#### EXERCISE TASK
Pick out every line in the records below that contains the string "pine" and copy each of those lines.

Raw records:
---+---

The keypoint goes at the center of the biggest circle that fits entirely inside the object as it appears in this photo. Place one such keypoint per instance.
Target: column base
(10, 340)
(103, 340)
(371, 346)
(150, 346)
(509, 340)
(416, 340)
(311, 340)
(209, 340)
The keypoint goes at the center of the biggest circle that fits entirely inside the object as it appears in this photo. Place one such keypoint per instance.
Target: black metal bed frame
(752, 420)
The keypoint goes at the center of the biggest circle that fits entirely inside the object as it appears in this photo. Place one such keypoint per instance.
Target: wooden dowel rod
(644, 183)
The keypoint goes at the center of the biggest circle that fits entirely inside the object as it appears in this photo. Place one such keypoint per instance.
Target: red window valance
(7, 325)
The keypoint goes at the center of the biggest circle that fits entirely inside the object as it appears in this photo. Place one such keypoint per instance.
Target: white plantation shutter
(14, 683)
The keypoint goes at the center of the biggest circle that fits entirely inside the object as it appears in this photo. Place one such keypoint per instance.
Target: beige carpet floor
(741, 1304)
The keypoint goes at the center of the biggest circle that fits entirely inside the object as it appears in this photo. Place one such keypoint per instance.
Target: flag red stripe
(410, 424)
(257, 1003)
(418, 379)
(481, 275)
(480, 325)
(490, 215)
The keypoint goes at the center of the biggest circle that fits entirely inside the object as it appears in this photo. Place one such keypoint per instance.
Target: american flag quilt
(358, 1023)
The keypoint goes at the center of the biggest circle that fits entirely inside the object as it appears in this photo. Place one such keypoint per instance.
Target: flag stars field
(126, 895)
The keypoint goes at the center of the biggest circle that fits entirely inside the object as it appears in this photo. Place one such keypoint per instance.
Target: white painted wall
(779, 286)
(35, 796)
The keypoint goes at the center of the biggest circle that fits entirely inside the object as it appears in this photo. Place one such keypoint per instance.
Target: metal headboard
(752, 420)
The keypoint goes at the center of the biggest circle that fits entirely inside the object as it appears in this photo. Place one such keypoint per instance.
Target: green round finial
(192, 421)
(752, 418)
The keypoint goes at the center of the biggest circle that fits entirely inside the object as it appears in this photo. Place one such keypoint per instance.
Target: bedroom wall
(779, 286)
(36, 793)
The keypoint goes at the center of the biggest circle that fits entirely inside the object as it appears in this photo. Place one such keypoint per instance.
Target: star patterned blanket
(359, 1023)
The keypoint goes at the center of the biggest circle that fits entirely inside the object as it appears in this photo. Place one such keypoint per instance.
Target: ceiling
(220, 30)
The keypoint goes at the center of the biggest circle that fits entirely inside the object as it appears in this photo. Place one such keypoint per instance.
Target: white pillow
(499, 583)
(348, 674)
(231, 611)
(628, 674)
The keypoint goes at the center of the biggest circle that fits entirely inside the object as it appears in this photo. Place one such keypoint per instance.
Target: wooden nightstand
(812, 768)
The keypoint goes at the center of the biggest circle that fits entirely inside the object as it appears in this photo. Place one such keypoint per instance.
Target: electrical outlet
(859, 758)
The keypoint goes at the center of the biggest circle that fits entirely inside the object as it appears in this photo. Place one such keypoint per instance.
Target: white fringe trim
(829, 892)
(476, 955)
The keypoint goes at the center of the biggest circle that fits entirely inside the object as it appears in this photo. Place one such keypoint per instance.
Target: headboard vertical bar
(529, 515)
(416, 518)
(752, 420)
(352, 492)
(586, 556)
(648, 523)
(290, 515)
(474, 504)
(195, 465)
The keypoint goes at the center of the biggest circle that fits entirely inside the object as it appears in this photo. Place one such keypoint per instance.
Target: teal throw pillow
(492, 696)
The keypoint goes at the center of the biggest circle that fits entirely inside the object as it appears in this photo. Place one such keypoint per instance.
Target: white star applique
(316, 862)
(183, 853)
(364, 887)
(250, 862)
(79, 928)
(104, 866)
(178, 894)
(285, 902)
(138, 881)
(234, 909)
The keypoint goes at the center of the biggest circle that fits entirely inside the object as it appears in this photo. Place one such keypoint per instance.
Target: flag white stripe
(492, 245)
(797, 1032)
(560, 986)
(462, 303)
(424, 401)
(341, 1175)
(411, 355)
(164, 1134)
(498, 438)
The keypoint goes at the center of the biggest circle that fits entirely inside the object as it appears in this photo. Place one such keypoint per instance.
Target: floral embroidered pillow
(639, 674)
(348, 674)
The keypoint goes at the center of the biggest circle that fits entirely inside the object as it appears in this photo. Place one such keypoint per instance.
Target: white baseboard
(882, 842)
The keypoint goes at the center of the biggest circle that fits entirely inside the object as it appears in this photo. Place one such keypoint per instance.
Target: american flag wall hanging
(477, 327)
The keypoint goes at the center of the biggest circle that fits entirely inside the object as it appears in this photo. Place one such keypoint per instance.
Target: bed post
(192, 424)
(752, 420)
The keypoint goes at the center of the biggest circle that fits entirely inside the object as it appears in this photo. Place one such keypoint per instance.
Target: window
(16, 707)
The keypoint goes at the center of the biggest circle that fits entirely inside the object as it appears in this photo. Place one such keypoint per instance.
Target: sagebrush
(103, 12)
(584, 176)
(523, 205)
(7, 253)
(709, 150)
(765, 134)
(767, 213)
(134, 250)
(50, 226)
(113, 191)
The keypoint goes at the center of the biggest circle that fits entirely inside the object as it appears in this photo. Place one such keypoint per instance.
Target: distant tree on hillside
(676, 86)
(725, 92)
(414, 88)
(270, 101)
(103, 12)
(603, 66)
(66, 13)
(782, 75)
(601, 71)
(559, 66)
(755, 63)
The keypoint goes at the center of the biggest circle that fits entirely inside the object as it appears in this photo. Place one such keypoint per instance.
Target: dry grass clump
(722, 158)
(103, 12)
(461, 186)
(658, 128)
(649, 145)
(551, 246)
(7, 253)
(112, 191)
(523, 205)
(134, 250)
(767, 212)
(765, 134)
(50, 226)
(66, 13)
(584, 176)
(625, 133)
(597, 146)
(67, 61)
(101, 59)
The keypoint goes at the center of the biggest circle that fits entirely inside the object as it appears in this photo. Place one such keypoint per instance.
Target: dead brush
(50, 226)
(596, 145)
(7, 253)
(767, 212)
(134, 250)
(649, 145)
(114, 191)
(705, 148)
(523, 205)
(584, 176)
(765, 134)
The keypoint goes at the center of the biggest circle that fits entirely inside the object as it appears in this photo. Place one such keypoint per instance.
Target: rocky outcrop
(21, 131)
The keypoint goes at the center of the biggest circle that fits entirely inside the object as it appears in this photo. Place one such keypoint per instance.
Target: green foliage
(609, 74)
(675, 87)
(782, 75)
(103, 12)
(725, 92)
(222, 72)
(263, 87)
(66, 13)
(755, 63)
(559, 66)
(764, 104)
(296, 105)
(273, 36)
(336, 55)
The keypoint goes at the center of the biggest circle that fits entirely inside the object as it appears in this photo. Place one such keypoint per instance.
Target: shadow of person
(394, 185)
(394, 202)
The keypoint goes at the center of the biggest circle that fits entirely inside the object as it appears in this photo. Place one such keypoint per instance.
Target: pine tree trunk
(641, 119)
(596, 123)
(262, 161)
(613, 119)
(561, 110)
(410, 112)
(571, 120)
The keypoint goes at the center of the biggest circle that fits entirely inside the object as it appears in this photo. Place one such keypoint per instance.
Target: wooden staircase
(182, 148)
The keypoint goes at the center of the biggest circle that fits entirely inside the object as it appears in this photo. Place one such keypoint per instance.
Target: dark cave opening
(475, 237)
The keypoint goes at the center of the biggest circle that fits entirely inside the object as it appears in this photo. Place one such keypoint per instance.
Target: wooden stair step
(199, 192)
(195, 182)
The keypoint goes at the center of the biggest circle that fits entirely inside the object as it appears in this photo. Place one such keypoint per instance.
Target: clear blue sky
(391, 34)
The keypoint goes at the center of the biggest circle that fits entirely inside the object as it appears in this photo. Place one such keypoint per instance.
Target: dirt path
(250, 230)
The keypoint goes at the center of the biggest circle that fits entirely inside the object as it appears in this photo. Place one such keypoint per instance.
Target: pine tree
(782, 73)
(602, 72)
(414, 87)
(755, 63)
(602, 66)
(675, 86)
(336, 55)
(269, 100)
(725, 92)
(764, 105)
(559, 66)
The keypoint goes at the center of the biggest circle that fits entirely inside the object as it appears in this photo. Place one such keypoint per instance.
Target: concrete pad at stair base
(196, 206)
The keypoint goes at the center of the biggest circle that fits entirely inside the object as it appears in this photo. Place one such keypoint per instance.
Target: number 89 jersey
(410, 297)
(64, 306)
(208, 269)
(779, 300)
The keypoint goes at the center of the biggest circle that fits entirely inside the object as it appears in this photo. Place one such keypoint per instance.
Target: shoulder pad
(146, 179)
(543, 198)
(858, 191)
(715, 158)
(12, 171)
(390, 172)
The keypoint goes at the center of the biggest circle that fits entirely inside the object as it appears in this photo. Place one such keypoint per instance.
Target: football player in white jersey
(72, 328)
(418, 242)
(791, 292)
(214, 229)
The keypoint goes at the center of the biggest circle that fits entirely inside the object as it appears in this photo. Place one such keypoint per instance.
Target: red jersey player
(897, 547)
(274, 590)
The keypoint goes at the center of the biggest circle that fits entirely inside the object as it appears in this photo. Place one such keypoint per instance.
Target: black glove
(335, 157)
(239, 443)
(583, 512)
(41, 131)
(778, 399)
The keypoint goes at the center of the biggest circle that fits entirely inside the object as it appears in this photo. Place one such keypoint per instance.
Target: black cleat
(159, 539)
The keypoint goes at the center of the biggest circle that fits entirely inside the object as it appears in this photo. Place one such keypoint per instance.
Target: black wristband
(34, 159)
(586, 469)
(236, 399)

---+---

#### FINAL RESULT
Target: pine tree trunk
Target: pine tree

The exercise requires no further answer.